■ **Records for processing**:

= = =

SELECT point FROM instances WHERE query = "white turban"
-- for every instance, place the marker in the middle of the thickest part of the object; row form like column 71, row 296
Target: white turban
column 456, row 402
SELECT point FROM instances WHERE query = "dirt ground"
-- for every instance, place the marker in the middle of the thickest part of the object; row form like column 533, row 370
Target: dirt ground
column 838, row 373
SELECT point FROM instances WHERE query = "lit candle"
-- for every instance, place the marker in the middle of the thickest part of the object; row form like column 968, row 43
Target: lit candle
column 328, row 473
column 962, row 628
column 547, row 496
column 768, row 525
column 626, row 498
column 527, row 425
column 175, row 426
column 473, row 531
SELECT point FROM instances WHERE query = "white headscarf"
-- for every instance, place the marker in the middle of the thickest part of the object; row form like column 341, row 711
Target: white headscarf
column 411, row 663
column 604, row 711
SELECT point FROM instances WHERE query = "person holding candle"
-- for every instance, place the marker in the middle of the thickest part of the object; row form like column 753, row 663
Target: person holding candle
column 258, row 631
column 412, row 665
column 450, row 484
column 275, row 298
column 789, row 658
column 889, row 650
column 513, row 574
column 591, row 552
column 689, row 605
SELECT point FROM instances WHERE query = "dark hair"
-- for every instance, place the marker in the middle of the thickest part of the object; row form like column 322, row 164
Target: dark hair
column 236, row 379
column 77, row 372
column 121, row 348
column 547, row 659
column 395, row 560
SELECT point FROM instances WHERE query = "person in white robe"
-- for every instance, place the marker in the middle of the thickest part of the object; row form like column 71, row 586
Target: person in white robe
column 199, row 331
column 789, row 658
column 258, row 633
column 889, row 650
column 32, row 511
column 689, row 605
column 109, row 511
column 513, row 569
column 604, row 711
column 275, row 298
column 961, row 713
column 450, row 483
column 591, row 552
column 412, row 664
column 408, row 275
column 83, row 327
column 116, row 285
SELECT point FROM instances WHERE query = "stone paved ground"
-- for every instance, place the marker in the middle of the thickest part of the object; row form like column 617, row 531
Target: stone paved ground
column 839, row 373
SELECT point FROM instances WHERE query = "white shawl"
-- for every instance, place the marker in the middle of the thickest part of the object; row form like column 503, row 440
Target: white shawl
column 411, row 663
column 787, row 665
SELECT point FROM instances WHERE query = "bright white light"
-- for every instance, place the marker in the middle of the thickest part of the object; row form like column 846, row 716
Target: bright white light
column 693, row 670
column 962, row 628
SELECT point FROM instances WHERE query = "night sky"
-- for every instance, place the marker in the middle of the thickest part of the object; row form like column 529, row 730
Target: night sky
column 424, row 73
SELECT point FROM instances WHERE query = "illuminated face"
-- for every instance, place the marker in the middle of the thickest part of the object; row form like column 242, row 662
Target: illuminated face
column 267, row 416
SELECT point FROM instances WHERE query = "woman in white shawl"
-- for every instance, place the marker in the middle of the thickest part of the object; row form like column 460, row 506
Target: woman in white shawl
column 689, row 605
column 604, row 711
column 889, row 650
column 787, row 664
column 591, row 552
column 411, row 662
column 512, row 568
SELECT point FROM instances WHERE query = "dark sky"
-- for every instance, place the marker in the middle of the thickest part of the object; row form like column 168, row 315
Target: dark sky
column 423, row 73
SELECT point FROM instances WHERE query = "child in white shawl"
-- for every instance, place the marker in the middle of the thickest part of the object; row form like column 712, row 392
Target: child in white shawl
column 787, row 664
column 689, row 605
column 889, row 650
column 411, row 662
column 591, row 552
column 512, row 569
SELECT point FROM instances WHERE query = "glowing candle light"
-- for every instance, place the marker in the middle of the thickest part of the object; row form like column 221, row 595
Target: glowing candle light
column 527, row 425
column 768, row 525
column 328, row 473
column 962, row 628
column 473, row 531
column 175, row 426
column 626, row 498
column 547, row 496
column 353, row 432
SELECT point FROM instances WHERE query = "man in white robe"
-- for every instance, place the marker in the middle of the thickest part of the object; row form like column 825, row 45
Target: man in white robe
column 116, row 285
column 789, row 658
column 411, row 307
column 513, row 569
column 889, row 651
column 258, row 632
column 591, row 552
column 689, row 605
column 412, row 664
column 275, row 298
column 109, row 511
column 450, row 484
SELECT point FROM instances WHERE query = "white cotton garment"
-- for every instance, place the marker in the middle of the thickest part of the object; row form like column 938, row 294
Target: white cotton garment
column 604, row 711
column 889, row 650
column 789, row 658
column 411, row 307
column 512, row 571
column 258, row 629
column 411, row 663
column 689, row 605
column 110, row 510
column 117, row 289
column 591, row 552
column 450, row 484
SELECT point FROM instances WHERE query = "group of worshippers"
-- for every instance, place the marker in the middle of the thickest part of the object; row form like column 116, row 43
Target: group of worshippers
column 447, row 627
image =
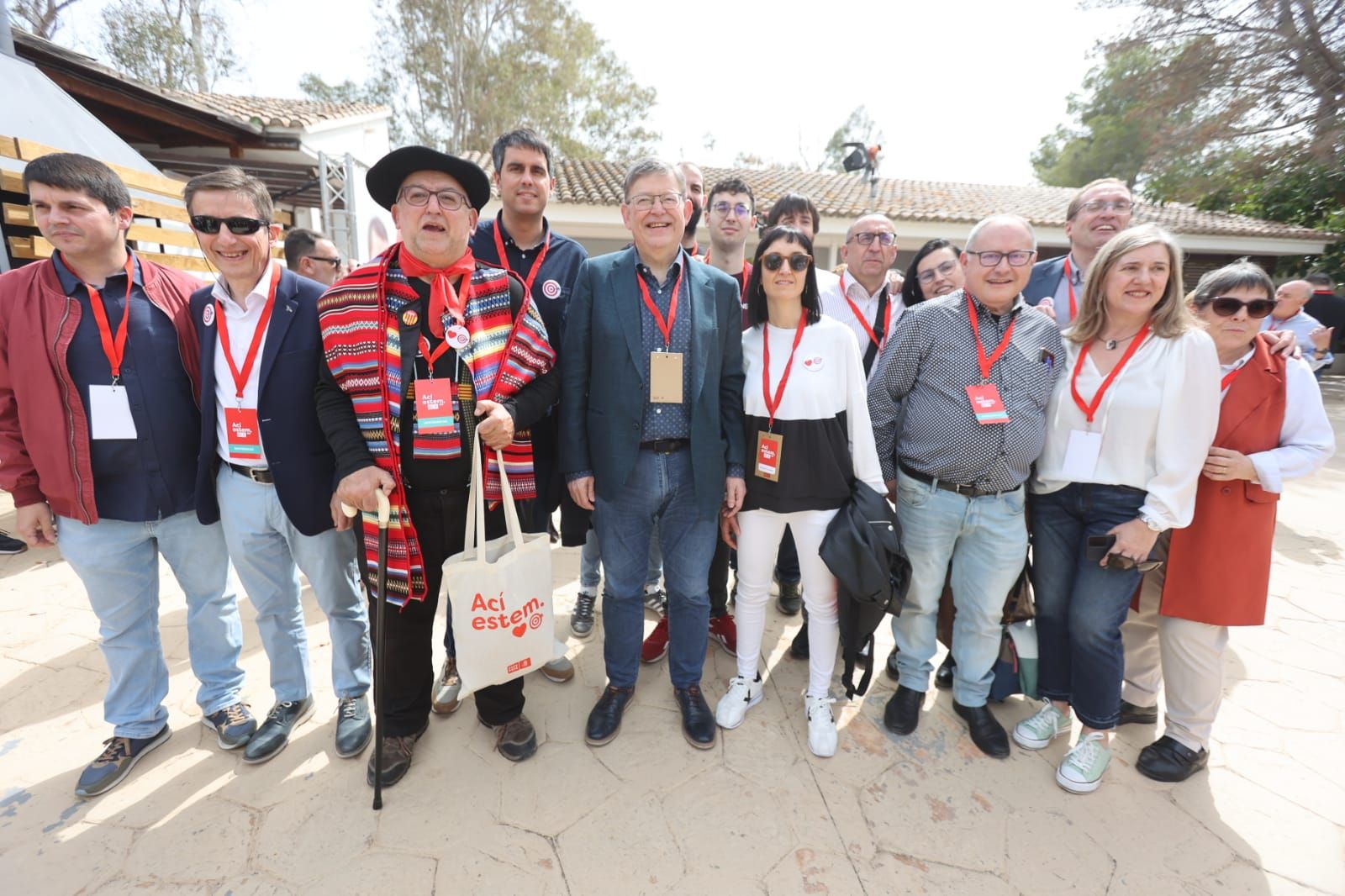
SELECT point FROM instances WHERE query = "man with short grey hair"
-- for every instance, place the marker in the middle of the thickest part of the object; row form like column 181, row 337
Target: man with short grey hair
column 958, row 405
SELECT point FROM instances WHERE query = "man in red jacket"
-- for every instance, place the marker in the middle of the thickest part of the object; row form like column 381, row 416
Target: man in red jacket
column 98, row 440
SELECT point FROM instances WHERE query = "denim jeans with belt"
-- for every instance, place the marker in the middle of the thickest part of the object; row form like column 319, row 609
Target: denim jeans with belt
column 1080, row 604
column 658, row 493
column 986, row 540
column 119, row 566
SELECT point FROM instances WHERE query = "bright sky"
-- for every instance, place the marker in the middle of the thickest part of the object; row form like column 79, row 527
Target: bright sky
column 959, row 91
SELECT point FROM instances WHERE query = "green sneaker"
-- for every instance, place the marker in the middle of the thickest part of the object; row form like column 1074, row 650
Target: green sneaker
column 1083, row 767
column 1036, row 732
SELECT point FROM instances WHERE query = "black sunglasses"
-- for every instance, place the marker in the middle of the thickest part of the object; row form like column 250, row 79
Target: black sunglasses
column 1227, row 307
column 240, row 226
column 798, row 261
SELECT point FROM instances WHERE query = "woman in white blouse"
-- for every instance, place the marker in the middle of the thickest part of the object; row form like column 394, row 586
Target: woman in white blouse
column 1129, row 427
column 809, row 437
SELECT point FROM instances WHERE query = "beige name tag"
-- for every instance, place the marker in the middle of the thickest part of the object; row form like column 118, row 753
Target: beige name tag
column 666, row 377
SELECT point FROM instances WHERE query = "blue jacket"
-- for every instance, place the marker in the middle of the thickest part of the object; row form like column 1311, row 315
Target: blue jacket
column 603, row 377
column 298, row 454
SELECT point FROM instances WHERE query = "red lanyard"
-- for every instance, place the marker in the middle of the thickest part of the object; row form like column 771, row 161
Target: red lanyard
column 259, row 334
column 114, row 349
column 1091, row 408
column 537, row 262
column 665, row 326
column 766, row 366
column 988, row 362
column 858, row 315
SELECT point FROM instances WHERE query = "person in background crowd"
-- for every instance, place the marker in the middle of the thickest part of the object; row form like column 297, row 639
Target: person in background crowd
column 423, row 326
column 1096, row 213
column 98, row 440
column 266, row 472
column 1290, row 315
column 651, row 434
column 968, row 377
column 1271, row 428
column 1130, row 425
column 809, row 421
column 311, row 255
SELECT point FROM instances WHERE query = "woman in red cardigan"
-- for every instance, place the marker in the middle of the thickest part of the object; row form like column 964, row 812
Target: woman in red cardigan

= = =

■ **Written exercise**: Output all of the items above verbatim, line for line, and omit the images.

■ **Answer to this exercise**:
SELECT point FROM instances WHERE query = "white turban"
-- for every instance, place the marker in the middle of the thickest part of the object; row form like column 71, row 296
Target: white turban
column 456, row 402
SELECT point FROM instances WHERE query = "dirt ground"
-- for every instance, place the marker in the middle of the thickest part of the object; row form like column 533, row 370
Target: dirt ground
column 838, row 373
SELECT point FROM instances WHERE query = "lit candle"
-- for every instance, place the marker in the middle of the thickest part of the object; row form like column 968, row 43
Target: lit candle
column 328, row 473
column 962, row 628
column 547, row 496
column 768, row 525
column 626, row 498
column 527, row 425
column 175, row 426
column 473, row 531
SELECT point FROM instances WHERE query = "white headscarf"
-- for every instance, place the marker in the middle of the thickest part of the object; row form like column 341, row 711
Target: white headscarf
column 411, row 663
column 604, row 711
SELECT point FROM instances WHERE query = "person holding candle"
-- for every instance, place the marker in the middle of the thickest part of the object; row form like column 753, row 663
Target: person holding candle
column 258, row 631
column 412, row 665
column 450, row 484
column 275, row 298
column 789, row 658
column 889, row 650
column 513, row 574
column 591, row 552
column 689, row 605
SELECT point FROM instances WHERE query = "dark hair"
-- for every instance, place the marker in the middle of the thickest part of the object; row form like column 322, row 164
Target: dark hair
column 236, row 379
column 77, row 372
column 121, row 348
column 547, row 659
column 395, row 560
SELECT point FROM instances WHERE query = "person in white robe"
-- for every instance, place the marker in the middle of the thickest part of the object; row form like column 71, row 586
Target: person in white robe
column 199, row 331
column 789, row 658
column 258, row 633
column 889, row 650
column 32, row 511
column 689, row 605
column 109, row 511
column 513, row 569
column 604, row 711
column 275, row 298
column 961, row 713
column 450, row 483
column 591, row 552
column 412, row 664
column 408, row 275
column 83, row 327
column 116, row 285
SELECT point FROM instances WHERE query = "stone paved ground"
-- for every instance, place the marker in the middle of the thickest part of the object; row form like column 617, row 531
Target: stone paved ground
column 839, row 373
SELECT point FROM instances WHERE query = "white shawl"
-- for every instance, place the marker in the middle of the thickest part of the object; row form like column 503, row 440
Target: white shawl
column 411, row 663
column 787, row 665
SELECT point FROM instances WHERE query = "bright white light"
-- for every instance, place the marker in the middle of the thickest part of the object; row form like column 846, row 716
Target: bright white light
column 693, row 670
column 962, row 628
SELECT point FROM instances WHERE query = "night sky"
-- for every instance, place the marker in the middle of the thickest part of the object; row form like column 529, row 730
Target: night sky
column 424, row 73
SELECT point FROM instances WHERE query = "illuminated face"
-- for every instance, place the marker in the middle of the thickest part of the object; row form like column 242, row 662
Target: illuminated face
column 267, row 416
SELECT point FROM instances WHERE query = "woman in white shawl"
-- for every instance, place the marker in the middle of the thickest part of the object; row form like column 460, row 506
Target: woman in white shawl
column 689, row 605
column 604, row 711
column 889, row 650
column 787, row 664
column 591, row 552
column 411, row 662
column 512, row 568
SELECT point FROM instances WHERE query = "dark sky"
-- for every instance, place the marker in the middle of the thickest part of the object; row form like column 168, row 315
Target: dark sky
column 423, row 73
SELECT point FROM instances WHERE query = "child in white shawl"
-- for every instance, place the marker in the middle of the thickest part of the object; row form like column 712, row 392
Target: child in white shawl
column 787, row 664
column 689, row 605
column 889, row 650
column 411, row 662
column 591, row 552
column 512, row 569
SELECT point FROM instances WHERE query = "glowing candle light"
-- for every instance, place the marker in the middle of the thickest part of the object; row form like column 221, row 595
Target: glowing candle light
column 527, row 425
column 768, row 525
column 328, row 473
column 962, row 628
column 473, row 531
column 175, row 426
column 626, row 498
column 547, row 496
column 353, row 432
SELECT point FROM instances WHERE query = "man in white robe"
-- for every instance, place the marker in the middle of the thickest part of the object; row form like column 825, row 45
Target: man in white robe
column 116, row 285
column 789, row 658
column 411, row 307
column 513, row 569
column 889, row 651
column 258, row 632
column 591, row 552
column 689, row 605
column 412, row 664
column 275, row 298
column 109, row 511
column 450, row 484
SELECT point FROM instances WHERE query = "white cotton garment"
-- for every instance, place the marker in the middle of the thickest part of the object; row form like column 938, row 294
Target: white cotton garment
column 604, row 711
column 889, row 650
column 789, row 658
column 411, row 307
column 512, row 571
column 258, row 629
column 411, row 663
column 689, row 605
column 110, row 510
column 117, row 289
column 591, row 552
column 450, row 484
SELECT point FROM instances WHERE query = "group of worshippers"
-- for every instance, place the marker in the middle of the thickest part of the object; row form like column 116, row 43
Target: group of worshippers
column 447, row 627
image =
SELECT point FROM instances WHERE query = "man with short grey hair"
-- for every instance, place the marker in the middle of the thickest part of the object; row form like column 181, row 337
Target: man with short grey hair
column 958, row 405
SELECT point FROM instances WHERE query = "man in red jacket"
-- for every instance, place the marker in the middle of the thickest part of the object; row form like column 381, row 416
Target: man in red jacket
column 98, row 440
SELECT point FROM instances WHERE query = "denim jeans with belt"
-- for every instance, place the marker in the middle of the thickest part of the object; row form like column 319, row 609
Target: denim jeans with belt
column 1080, row 604
column 658, row 493
column 986, row 540
column 119, row 566
SELECT point FROM instances WHERE query = "bright sky"
-- for every instance, place the marker in the middle of the thickest part of the object; row form like column 79, row 527
Target: bright sky
column 959, row 91
SELECT point FROM instances WHERE query = "green sneaker"
-- for every instance, place the marker in the middle of the thickest part of the object; row form like column 1074, row 650
Target: green sneaker
column 1083, row 767
column 1036, row 732
SELECT point FROM instances WHERE query = "black sunglasses"
-- for every instance, place the marker in the middle of the thickest part of the object; row form like column 250, row 79
Target: black sunglasses
column 1227, row 307
column 240, row 226
column 798, row 261
SELECT point FROM instances WHERE query = "woman in white blouse"
-- for every instance, place the marker in the middle of the thickest part of the object; row form like column 394, row 586
Target: woman in white blouse
column 1129, row 427
column 809, row 437
SELECT point FROM instances WHERE query = "beige name tag"
-- for every instance, place the marker in the middle of the thickest part of the object; row form like column 118, row 753
Target: beige name tag
column 666, row 377
SELECT point FROM instances WHERE query = "blue jacket"
-- for every instance, place the marker in the middle of the thickest part of the object; row form like column 1311, row 315
Target: blue jacket
column 603, row 377
column 298, row 454
SELECT point FROM instances WHERE query = "red lanyard"
-- for every instance, place the marker in the middle of the thickest part of the object; row form like column 771, row 161
Target: red lanyard
column 259, row 334
column 114, row 349
column 1091, row 408
column 537, row 262
column 665, row 326
column 766, row 366
column 988, row 362
column 858, row 315
SELECT point FROM instances WHERE query = "person in background crowd"
-- for every instance, place the marker in the middle of the thickest part of the object; row form like column 297, row 639
Target: person in background crowd
column 423, row 326
column 1096, row 213
column 98, row 440
column 266, row 472
column 1290, row 315
column 651, row 434
column 968, row 377
column 1271, row 428
column 1130, row 425
column 809, row 421
column 311, row 255
SELECT point FROM instances WHERE query = "woman in red cardigan"
-- for every instance, place the marker in the middle of the thickest part of the object; row form like column 964, row 812
Target: woman in red cardigan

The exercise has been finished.